Morti per inquinamento , in lombardia il maggior numero

Morti per inquinamento

I morti per inquinamento in Italia tornano sotto i riflettori in seguito all’uscita del libro “Aria da morire” della giornalista Margherita Fronte e del direttore dell’Irccs Policlinico di Milano Pier Mannuccio Mannucci. I morti per l’inquinamento in Italia sono 12 mila ogni anno, metà dei quali a causa dell’inquinamento atmosferico.

12 mila vittime ogni anno, metà delle quali a causa dello smog e dell’inquinamento atmosferico più in generale. La città dove l’inquinamento uccide di più è Milano, con 200 morti ogni anno. Il quadro delineato nel libro-inchiesta parla di 1 milione e 340 mila vittima al mondo ogni anno, 150 mila delle quali in Europa e 12 mila più nello specifico in Italia. Nel nostro paese è  il settentrione a subire di più i danni alla salute causati dall’inquinamento, con la Lombardia in testa.

Ma come possiamo preservare la nostra salute? Il libro di Margherita Fronte e Pier Mannuccio Mannucci propone alcuni consigli utili: come, evitare l’uso dell’auto non solo per non contribuire all’inquinamento ma anche perché in media la concentrazione di inquinanti è maggiore all’interno delle vetture, cercare di fare jogging con il cattivo tempo, poiché in tal caso la concentrazione degli inquinanti è minore, non portare i bambini nel passeggino ma preferire lo zaino o il marsupio, poiché le polveri pericolose si spostano prossime al terreno e un’altezza maggiore aiuta a prevenire danni alla salute.

La propria salute si difende anche a tavola: come spiega il dottor Pier Mannuccio Mannucci non bisogna tralasciare gli alimenti ricchi di antiossidanti come pomodori, melograno, barbabietole, arance rosse, oltre a carote, mandarini e limoni, verdure a foglia.
● ● ● ●
## IL TUO COMPITO:
Riscrivi tutto quello che va da "Morti per inquinamento , in" fino a "Lombardia in testa." nel testo sui morti per inquinamento, rinominando "Milano" in "Torino". I record qui sotto non servono a nulla per questo lavoro.

[Voci di dati salvate]
● ● ● ●
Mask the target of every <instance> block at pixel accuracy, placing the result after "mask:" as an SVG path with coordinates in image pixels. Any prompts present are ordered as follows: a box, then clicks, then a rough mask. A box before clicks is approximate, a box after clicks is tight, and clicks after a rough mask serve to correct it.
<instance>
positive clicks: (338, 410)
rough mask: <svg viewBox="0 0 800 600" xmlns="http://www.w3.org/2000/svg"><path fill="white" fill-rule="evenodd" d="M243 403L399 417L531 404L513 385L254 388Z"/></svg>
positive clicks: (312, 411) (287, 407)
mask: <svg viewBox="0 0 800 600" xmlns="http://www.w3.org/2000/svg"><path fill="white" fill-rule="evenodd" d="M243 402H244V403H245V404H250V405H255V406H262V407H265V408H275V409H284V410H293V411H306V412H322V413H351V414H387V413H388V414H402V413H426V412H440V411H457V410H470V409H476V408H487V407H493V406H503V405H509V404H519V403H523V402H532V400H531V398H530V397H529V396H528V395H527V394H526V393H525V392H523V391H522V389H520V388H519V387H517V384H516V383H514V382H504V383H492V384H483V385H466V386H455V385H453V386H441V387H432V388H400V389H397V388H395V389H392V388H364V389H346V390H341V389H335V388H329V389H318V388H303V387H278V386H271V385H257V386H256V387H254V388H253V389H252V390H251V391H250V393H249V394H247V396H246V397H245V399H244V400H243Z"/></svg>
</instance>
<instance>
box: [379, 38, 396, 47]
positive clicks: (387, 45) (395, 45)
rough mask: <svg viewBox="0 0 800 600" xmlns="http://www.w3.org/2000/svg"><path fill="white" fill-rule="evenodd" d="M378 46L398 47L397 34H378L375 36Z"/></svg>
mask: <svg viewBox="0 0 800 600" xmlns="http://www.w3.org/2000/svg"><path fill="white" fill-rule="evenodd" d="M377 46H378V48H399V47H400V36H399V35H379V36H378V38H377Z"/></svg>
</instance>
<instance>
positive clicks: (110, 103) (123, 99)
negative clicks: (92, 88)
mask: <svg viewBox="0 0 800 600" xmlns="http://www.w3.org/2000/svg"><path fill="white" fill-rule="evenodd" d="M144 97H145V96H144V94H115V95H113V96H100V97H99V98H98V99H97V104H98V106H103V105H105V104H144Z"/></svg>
● ● ● ●
## ESERCIZIO SVOLTO:
Morti per inquinamento , in lombardia il maggior numero

Morti per inquinamento

I morti per inquinamento in Italia tornano sotto i riflettori in seguito all’uscita del libro “Aria da morire” della giornalista Margherita Fronte e del direttore dell’Irccs Policlinico di Torino Pier Mannuccio Mannucci. I morti per l’inquinamento in Italia sono 12 mila ogni anno, metà dei quali a causa dell’inquinamento atmosferico.

12 mila vittime ogni anno, metà delle quali a causa dello smog e dell’inquinamento atmosferico più in generale. La città dove l’inquinamento uccide di più è Torino, con 200 morti ogni anno. Il quadro delineato nel libro-inchiesta parla di 1 milione e 340 mila vittima al mondo ogni anno, 150 mila delle quali in Europa e 12 mila più nello specifico in Italia. Nel nostro paese è  il settentrione a subire di più i danni alla salute causati dall’inquinamento, con la Lombardia in testa.